- **Task details**: Exactly reproduce each entry, leaving out nothing.

- **Exercise input**:
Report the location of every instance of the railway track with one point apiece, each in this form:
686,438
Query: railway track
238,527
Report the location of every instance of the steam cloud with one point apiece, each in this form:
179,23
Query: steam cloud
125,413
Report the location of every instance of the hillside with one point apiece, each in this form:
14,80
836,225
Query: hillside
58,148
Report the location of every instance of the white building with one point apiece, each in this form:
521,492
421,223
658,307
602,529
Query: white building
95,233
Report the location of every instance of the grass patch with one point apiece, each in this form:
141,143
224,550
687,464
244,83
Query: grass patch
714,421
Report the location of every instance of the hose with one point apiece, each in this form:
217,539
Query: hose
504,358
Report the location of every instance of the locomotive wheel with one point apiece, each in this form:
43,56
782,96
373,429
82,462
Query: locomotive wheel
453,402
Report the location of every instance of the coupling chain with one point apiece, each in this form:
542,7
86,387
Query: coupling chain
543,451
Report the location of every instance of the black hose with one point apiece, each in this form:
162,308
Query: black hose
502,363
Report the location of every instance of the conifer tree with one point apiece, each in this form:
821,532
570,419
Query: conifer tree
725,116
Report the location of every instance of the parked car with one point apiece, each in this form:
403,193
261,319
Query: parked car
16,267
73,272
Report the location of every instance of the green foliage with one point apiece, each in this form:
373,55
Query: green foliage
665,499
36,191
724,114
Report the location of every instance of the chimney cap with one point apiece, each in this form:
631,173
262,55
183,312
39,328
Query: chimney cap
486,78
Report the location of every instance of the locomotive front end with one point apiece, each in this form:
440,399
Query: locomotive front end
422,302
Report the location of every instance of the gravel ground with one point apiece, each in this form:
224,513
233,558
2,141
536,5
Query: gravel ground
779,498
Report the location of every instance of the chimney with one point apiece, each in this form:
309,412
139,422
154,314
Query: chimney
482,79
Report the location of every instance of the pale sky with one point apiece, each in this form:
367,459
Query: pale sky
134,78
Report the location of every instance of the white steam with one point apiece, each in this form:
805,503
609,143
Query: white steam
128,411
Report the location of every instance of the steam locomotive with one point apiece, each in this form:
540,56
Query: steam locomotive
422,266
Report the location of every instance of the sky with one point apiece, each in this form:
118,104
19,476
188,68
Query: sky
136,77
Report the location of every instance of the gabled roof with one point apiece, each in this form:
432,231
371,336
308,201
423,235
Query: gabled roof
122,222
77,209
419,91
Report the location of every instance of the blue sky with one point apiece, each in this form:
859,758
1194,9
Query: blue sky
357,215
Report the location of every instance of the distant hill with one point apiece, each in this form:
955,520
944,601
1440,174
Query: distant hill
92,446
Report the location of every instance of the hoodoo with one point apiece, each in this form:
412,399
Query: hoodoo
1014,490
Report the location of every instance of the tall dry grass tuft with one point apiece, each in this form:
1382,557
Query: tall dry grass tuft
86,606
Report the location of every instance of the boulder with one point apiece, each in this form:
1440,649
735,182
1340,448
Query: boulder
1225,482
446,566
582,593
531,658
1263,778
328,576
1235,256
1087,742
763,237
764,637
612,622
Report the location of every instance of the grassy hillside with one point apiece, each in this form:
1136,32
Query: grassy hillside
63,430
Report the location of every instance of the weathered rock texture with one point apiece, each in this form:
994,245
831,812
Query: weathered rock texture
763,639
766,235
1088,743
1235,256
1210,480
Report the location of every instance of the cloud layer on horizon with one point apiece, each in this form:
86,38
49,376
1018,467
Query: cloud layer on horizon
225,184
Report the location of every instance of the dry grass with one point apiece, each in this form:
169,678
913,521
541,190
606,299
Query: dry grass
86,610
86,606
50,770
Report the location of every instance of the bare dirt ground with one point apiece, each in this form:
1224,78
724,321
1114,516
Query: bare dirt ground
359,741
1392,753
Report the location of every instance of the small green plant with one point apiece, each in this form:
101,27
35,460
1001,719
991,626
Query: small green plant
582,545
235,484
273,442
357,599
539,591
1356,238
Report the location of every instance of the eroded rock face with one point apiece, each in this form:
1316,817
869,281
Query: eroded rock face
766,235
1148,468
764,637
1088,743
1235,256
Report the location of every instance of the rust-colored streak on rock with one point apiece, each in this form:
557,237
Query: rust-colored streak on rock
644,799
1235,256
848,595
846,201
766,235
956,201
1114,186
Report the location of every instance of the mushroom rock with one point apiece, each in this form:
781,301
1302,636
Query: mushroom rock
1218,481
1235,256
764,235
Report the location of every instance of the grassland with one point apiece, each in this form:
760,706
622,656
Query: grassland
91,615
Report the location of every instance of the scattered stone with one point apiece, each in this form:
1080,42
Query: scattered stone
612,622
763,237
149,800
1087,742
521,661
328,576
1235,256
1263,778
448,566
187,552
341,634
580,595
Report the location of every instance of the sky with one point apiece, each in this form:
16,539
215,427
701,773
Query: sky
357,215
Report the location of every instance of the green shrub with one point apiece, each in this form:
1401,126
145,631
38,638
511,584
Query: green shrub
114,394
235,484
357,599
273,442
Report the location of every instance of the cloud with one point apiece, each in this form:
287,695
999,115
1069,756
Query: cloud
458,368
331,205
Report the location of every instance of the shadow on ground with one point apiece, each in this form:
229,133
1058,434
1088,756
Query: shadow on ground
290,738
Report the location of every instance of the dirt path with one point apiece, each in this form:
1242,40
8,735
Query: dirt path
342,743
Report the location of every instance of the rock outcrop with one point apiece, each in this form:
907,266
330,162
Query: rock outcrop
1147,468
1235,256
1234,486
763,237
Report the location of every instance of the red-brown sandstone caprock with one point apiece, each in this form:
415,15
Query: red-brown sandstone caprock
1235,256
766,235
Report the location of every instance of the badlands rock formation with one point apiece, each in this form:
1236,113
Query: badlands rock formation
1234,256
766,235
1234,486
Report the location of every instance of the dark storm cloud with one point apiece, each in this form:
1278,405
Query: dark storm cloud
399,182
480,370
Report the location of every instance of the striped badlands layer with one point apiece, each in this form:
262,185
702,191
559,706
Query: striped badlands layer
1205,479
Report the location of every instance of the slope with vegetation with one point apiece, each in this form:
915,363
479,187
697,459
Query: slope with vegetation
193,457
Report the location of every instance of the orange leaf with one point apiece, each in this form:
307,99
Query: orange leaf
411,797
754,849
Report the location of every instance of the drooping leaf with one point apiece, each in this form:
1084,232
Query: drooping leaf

- **Final result**:
Report the location of every instance of the railway track with one point apiece, each in this form:
686,438
Query: railway track
238,527
Report the location of every instance of the steam cloud with one point apiece, each in this form:
179,23
Query: steam cloud
125,413
Report the location of every instance of the hillside with one point apiece, each in this form:
14,80
836,225
Query: hillside
58,148
Report the location of every instance of the white building with one point apiece, each in this form:
521,492
421,223
658,307
602,529
Query: white building
95,233
Report the location of every instance of the grass patch with one point apiece, each in this form:
141,143
224,550
687,464
244,83
Query: grass patch
714,421
Report the location of every instance of the hose with one point apiece, each in this form:
217,539
Query: hose
504,358
Report the location of every instance of the locomotive wheel with one point apiece, each in this form:
43,56
782,96
373,429
82,462
Query: locomotive wheel
453,402
Report the location of every instance of the coupling chain with one point apiece, each in this form:
542,7
86,387
Query: coupling chain
543,451
Report the location of every instance of the black hose with one point apiece, each in this form:
162,308
Query: black hose
502,363
Report the location of every instance of the conifer tree with one point apiece, each in this form:
821,532
570,419
Query: conifer tree
725,116
Report the location of every instance of the parked car with one point apiece, each in this form:
403,193
261,319
Query: parked car
16,267
73,272
Report the location of every instance of the green foliage with one point apiece, each in this form:
373,55
Query: green foliage
665,499
36,191
724,114
Report the location of every instance of the chimney cap with one point apiece, each in this form:
631,173
262,55
183,312
39,328
Query: chimney cap
486,78
Report the location of every instance of the locomotive front end with one point apiece, each in this form:
440,399
Query: locomotive front end
422,302
Report the location of every instance of the gravel ground with one point apiece, each in this form:
224,513
233,558
2,141
536,5
Query: gravel ground
779,498
Report the location of every instance of the chimney with one point apiece, each in this form:
309,412
139,422
154,314
Query: chimney
482,79
Report the location of every instance of the pale sky with one point apiece, each in this form:
367,459
Query: pale sky
134,78
Report the location of every instance of the white steam with one point apiece, each in this form:
805,503
609,143
Query: white steam
128,411
Report the location of every instance of the steam locomotive with one point apiece, each in this form:
540,56
Query: steam locomotive
422,266
Report the location of every instance of the sky with one point apiece, each in this form:
118,104
19,476
188,68
Query: sky
136,77
Report the location of every instance of the gabled roof with one point apiece, each in this form:
432,231
371,336
308,201
423,235
Query: gabled roof
122,222
77,209
419,91
Report the location of every instance of the blue sky with one point apiece, each in this form:
859,758
1194,9
Query: blue sky
357,215
Report the location of every instance of the distant hill with one point apiece, each in this form:
955,520
944,601
1440,174
Query: distant hill
92,446
Report the location of every instance of the hoodoo with one point apiece, each in this form:
412,399
Query: hoodoo
1014,490
Report the location of every instance of the tall dry grass tuft with one point apiece, each in this form:
1382,557
Query: tall dry grass tuft
86,606
Report the location of every instance of the boulder with one point apiece, each in this form:
1440,649
735,182
1340,448
Query: boulder
1225,482
446,566
582,593
531,658
1263,778
328,576
1235,256
1087,742
763,237
764,637
612,622
Report the location of every instance of the grassy hillside with one point apiece, each in this form:
1136,32
Query: grassy hillside
63,430
Report the location of every instance of the weathered rock texture with one point apiece, each in this form:
994,245
831,812
Query: weathered rock texture
763,639
766,235
1088,743
1235,256
1210,480
Report the location of every instance of the cloud layer on horizon with one point apiece, each in this form:
86,38
49,376
1018,467
Query: cloud layer on horizon
225,184
Report the location of every instance of the dry grass with one point apiece, each in this form:
169,678
913,521
541,190
606,299
Query: dry grass
86,610
86,606
50,770
Report the location of every instance of the bare dirt ground with one point apiece, each in this form:
1224,78
724,321
1114,516
Query: bare dirt ground
359,741
1392,753
Report the location of every instance of the small green plant with one point apiece, each in this form:
101,27
35,460
1001,719
991,626
Query: small green plant
582,545
235,484
273,442
357,599
539,591
1356,238
Report the location of every instance of the eroded rock face with one point apiece, each in this form:
1316,817
869,281
Query: eroded rock face
766,235
1148,468
764,637
1088,743
1235,256
Report the location of every instance of the rust-colored streak on rock with one point apiece, each in this form:
557,237
Query: rust-colored streak on rock
644,799
1235,256
848,595
846,201
766,235
956,201
1114,186
Report the location of every instance of the mushroom rock with one point apiece, each in this form:
781,301
1302,636
Query: mushroom rock
1218,481
1235,256
764,235
Report the location of every instance of the grassland with one point apiece, each in this form:
760,706
622,656
Query: grassland
91,615
Report the location of every instance of the scattered stone with one point apiece, each in this form:
1080,42
Query: scattered stone
612,622
763,237
149,800
1087,742
521,661
328,576
1235,256
1263,778
448,566
187,552
341,634
580,595
Report the location of every instance of the sky with one point apiece, each in this form:
16,539
215,427
701,773
Query: sky
357,215
Report the location of every instance of the green shrub with one point apiece, each in this form:
1401,126
145,631
38,638
511,584
Query: green shrub
114,394
235,484
357,599
273,442
Report the location of every instance of the cloud with one point apiece, each in this form:
287,695
999,115
1069,756
Query: cloud
458,368
331,205
Report the location of every instance of the shadow on ground with one point apiece, each in this form:
229,133
1058,434
1088,756
Query: shadow on ground
290,738
Report the location of every instance of the dirt path with one point apiece, each in this form:
1242,40
8,735
Query: dirt path
342,743
Report the location of every instance of the rock outcrop with one point apiece, each in this form:
907,266
330,162
Query: rock outcrop
1147,468
1235,256
1234,486
763,237
Report the location of every instance of the red-brown sandstone caprock with one point apiece, each in this form:
415,15
Query: red-brown sandstone caprock
1235,256
766,235
Report the location of every instance of the badlands rock formation with one point apiece, each in this form:
1236,113
Query: badlands rock formation
1234,256
766,235
1234,486
Report the location of every instance of the dark storm cloud with one point apiece, each in this form:
1278,405
Query: dark storm cloud
399,182
480,370
Report the location of every instance of the striped badlands layer with one point apiece, each in this form:
262,185
702,191
559,706
Query: striped badlands layer
1205,479
Report the location of every instance of the slope with vegetation with one point apiece, each in this form:
915,363
479,187
697,459
Query: slope with vegetation
193,457
Report the location of every instance of the orange leaf with one point apiece, each in this form:
307,99
Query: orange leaf
411,797
754,849
Report the location of every instance of the drooping leaf with one point apiece, each in this form:
1084,232
Query: drooping leaf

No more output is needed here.